● **Written task**
Copy every one of the following entries word for word, line by line.

Position annotation entries:
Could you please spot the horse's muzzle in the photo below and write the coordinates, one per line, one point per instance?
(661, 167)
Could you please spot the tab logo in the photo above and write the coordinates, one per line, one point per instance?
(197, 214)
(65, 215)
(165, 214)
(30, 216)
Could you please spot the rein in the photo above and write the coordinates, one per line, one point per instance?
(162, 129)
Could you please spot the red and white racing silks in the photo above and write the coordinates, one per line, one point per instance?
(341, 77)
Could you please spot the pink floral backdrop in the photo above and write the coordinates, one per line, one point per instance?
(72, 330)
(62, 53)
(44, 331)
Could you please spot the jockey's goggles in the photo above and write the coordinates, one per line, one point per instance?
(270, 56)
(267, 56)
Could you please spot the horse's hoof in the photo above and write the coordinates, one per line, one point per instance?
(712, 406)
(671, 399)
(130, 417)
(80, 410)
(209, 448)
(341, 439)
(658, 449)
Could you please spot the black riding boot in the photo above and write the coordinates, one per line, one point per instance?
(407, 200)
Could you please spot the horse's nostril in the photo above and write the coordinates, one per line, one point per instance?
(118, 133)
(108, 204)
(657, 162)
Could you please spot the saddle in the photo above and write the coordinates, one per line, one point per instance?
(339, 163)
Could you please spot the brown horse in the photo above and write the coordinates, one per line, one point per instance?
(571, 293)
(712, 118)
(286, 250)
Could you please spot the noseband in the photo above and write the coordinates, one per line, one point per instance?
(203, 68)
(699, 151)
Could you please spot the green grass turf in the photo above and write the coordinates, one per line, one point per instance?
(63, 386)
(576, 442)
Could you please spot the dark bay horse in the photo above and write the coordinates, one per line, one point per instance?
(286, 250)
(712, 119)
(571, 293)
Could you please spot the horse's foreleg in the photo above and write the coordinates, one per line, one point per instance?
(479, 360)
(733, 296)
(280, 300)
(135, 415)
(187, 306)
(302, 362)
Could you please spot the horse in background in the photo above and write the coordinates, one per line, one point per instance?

● **Complete answer**
Could you please spot the horse's muzzle in the photo below and write the coordinates, one per line, one point per instance?
(661, 167)
Could you please spot the tab logo in the photo above and write the coordinates, one per line, one point per instance?
(197, 214)
(65, 215)
(165, 214)
(30, 216)
Could you please spot the rein in the photo above and write the coordinates, one per line, one point per instance?
(162, 129)
Could you please spot the red and white racing silks in the photo above and write the coordinates, one per line, one point per instance?
(341, 77)
Could you please spot the pink floral backdrop in the photo above and write the coordinates, one per line, one point per instance?
(72, 330)
(62, 53)
(44, 331)
Could you please spot the jockey's goggles in the photo above and write the coordinates, one per line, one point per instance?
(270, 56)
(267, 56)
Could you please spot the horse's hoof in the photo above and write the coordinates, one per line, one point per instance?
(712, 406)
(671, 399)
(130, 417)
(80, 410)
(209, 448)
(341, 439)
(658, 449)
Could you please spot the black riding boot in the photo above and write the coordinates, one per line, one point per instance?
(407, 200)
Could you please spot the horse's nostril in the photo above and write the coordinates, one per line, one point per instance?
(118, 133)
(108, 204)
(657, 162)
Could you please spot the saddle in the photo above and write the coordinates, one per line, one point per instance?
(339, 163)
Could you please spot the brown horse in the photo above and write the coordinates, one per line, one point per instance?
(571, 293)
(712, 118)
(286, 250)
Could you please spot the noseband in the photo above and write the coordinates, one per line, one point per instance?
(203, 68)
(699, 151)
Could you please spot the green grass turf in the photo above and write the coordinates, one per line, one point per instance?
(63, 386)
(576, 442)
Could you please spot the dark bay horse in the photo above and write the coordinates, one per line, one point per instance?
(286, 250)
(712, 119)
(571, 293)
Could you please spot the horse's foreleg in the photo above and write the coordinates, one per line, one point per instance?
(479, 360)
(733, 296)
(280, 300)
(135, 415)
(187, 306)
(302, 362)
Could you please spot the horse in background in the photo above and write the coordinates, one per line, one point per instance?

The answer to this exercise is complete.